The northeast outfit’s chief financial officer, Simon Capper, explained that “the motivation was very much to reorganise our property assets and get them into the correct legal boxes to allow us to go forward with our potential development and to facilitate that with financing.”
Last year, Newcastle posted a loss of £11.1 million.
The team stated that the 2025 financial results “reflect a profit on disposal of £133.2 million, which will be slightly adjusted in financial year 2026 based on results of a now-concluded Premier League fair market value process.”
This all led to Newcastle announcing club-record revenues of £335.3 million, up by £15 million from the 2024-25 season.
A key driver was a 44% increase in commercial income from £83.6 million to £120.1 million, despite the club not featuring in European competition last season.
Newcastle did, however, win a first domestic trophy in 70 years by securing the EFL Cup and achieved a fifth-place finish in the Premier League to qualify for the 2025-26 elite UEFA Champions League club competition.
The rise in commercial revenue was also supported by investment into a new in-house retail operation and the opening of the 'St. James' STACK' fan zone next to the stadium.
Matchday income increased marginally from £50.1 million to £51.6 million. The club said the lack of revenue from European competition was compensated for by growth in season tickets, hospitality revenue, and domestic cup receipts, including its successful EFL Cup campaign.
Media revenue (excluding UEFA distributions) increased by £7.1 million (5%) from £154 million to £161.1 million.
Operating expenses for the year were up by £53.4 million (18%) to £344.9 million. This stood at £291.5 million in 2024.

▶ [Exercise 1]
Condense the paragraph of the passage on Newcastle's finances that begins "Matchday income increased marginally" into a short bulleted list that keeps its main facts.
▶ [Exercise 2]
Write the next paragraph of the passage on Newcastle's finances, following directly after its final sentence.

▶ [Data extract]
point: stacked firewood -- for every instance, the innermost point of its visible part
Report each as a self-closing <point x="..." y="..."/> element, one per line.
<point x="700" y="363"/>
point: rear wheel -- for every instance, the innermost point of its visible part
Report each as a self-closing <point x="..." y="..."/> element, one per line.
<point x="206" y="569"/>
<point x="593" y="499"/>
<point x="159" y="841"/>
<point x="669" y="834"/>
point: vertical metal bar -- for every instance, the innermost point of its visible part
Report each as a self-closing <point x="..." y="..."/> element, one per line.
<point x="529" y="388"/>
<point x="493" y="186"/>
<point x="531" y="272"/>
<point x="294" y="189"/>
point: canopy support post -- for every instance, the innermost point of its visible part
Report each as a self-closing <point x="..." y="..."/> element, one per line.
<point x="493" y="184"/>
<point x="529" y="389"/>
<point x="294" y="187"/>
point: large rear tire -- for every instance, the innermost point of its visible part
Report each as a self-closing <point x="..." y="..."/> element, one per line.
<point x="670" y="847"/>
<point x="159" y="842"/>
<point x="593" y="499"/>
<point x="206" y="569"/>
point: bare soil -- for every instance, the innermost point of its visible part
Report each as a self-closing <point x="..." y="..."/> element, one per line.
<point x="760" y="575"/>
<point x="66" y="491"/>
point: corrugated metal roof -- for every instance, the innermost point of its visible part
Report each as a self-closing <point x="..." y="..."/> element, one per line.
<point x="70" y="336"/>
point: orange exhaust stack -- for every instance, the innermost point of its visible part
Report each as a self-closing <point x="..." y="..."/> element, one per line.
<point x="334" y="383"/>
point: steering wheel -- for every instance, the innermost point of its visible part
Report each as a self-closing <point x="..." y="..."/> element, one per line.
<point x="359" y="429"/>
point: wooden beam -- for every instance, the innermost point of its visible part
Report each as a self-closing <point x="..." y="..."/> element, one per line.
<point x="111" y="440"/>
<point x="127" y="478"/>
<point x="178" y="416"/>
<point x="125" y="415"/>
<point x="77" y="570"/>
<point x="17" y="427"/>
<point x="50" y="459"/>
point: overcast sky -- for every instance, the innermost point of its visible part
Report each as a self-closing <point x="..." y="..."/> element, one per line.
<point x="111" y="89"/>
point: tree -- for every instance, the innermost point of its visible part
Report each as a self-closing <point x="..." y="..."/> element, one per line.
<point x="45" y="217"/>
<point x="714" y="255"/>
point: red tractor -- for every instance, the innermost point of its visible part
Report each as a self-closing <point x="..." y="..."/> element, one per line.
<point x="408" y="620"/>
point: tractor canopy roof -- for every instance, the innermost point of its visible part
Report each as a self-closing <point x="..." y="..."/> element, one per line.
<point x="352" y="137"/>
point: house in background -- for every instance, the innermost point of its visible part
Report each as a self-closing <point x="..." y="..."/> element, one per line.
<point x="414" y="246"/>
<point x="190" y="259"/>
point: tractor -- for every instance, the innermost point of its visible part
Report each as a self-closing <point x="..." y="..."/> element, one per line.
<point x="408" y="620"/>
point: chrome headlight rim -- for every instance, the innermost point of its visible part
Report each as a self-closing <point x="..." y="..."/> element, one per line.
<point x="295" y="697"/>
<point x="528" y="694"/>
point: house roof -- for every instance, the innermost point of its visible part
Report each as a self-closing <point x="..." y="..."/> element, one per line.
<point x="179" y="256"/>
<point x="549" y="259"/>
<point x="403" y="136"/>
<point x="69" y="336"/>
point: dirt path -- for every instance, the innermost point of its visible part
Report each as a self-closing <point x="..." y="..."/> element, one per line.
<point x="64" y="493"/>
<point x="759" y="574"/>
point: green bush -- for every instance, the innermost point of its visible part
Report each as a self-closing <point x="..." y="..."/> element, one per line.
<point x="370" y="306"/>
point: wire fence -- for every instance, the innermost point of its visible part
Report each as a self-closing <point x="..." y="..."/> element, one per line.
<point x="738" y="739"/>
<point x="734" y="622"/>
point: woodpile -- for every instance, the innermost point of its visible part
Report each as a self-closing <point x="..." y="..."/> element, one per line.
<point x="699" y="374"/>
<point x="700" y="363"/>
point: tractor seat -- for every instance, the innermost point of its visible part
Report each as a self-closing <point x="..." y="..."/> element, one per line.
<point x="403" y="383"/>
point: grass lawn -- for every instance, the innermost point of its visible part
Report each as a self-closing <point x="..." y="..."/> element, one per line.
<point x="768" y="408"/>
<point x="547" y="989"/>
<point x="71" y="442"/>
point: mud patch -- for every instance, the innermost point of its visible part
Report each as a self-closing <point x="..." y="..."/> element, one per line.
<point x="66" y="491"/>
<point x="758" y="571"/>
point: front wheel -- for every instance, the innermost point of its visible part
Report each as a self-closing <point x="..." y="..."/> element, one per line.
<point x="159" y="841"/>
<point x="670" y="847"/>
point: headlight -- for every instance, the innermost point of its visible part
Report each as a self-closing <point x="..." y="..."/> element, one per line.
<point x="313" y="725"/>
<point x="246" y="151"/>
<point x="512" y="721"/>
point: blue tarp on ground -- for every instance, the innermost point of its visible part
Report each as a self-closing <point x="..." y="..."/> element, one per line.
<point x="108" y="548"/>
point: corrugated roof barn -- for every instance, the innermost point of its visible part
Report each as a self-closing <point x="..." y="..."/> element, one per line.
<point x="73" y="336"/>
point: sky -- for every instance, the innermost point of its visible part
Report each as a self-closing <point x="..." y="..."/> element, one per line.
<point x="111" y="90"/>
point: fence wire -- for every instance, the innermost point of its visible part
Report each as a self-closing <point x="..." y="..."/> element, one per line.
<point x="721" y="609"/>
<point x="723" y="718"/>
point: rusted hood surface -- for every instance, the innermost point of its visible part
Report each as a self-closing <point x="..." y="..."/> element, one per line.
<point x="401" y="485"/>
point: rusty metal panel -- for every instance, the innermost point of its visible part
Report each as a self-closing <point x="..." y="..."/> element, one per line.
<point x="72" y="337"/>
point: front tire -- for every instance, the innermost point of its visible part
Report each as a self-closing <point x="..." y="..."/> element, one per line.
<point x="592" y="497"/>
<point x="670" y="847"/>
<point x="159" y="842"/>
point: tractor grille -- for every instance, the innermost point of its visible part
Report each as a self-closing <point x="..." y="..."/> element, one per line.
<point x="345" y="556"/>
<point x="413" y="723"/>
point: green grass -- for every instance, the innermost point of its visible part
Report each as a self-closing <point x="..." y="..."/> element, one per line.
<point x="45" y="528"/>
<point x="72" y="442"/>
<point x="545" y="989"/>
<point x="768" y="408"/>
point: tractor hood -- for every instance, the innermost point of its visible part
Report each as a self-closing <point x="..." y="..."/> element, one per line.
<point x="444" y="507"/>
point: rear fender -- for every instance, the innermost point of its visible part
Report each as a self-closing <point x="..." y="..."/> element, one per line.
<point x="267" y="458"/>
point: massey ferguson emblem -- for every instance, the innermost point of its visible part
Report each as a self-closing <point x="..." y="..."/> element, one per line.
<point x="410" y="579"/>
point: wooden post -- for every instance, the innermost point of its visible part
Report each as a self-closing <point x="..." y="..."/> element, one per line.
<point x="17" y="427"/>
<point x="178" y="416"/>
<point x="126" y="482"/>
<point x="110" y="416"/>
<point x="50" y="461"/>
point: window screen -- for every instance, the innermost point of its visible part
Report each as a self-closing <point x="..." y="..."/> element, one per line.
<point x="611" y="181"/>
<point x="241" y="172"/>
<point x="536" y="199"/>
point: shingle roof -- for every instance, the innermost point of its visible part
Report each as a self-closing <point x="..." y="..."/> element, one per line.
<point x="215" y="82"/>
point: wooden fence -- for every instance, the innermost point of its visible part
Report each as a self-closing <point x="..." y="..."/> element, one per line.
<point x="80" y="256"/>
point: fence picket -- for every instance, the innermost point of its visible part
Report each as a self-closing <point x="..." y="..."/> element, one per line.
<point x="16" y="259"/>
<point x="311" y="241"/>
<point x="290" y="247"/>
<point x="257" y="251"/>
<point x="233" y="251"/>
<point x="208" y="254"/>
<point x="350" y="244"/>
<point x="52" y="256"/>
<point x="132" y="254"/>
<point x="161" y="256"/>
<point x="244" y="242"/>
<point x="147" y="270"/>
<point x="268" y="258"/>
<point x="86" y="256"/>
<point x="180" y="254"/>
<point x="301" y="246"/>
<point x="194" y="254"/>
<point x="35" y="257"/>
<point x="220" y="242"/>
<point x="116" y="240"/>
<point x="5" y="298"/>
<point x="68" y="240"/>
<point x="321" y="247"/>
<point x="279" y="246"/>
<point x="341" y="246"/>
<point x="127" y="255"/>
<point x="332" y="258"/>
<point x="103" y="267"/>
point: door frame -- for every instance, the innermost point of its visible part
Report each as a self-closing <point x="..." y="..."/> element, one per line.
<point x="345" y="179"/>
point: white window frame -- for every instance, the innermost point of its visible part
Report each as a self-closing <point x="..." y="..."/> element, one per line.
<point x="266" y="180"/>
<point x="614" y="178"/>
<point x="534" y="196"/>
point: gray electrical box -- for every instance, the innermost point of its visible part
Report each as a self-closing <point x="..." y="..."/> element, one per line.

▶ [Task result 1]
- Matchday income rose slightly, from £50.1 million to £51.6 million.
- According to the club, growth in season tickets, hospitality revenue and domestic cup receipts, including the EFL Cup campaign, made up for the absence of revenue from European competition.

▶ [Task result 2]
In September 2024, Newcastle announced that Darren Eales would be stepping down as chief executive. He officially departed in September 2025 and was replaced by experienced North American major league sports commercial executive David Hopkinson.
On the club’s annual accounts, Hopkinson said: “Our financial results reflect not only strong progress on and off the pitch, but also the firm foundations being laid for the future we all aspire to.
“Thanks to the continued backing of PIF and the Reuben family, we are better positioned than ever to invest in our long-term vision and create the conditions for sustained success.
“As these results pre-date my arrival, I also want to express my sincere gratitude to Darren Eales for his leadership and dedication during an important period of transition for the club. He made a lasting contribution during a key phase, and we are building on that progress with confidence.”
Last year, Newcastle’s chief commercial officer, Peter Silverstone, also left the club to take up a role with Italian Serie A giants Juventus as their chief business officer.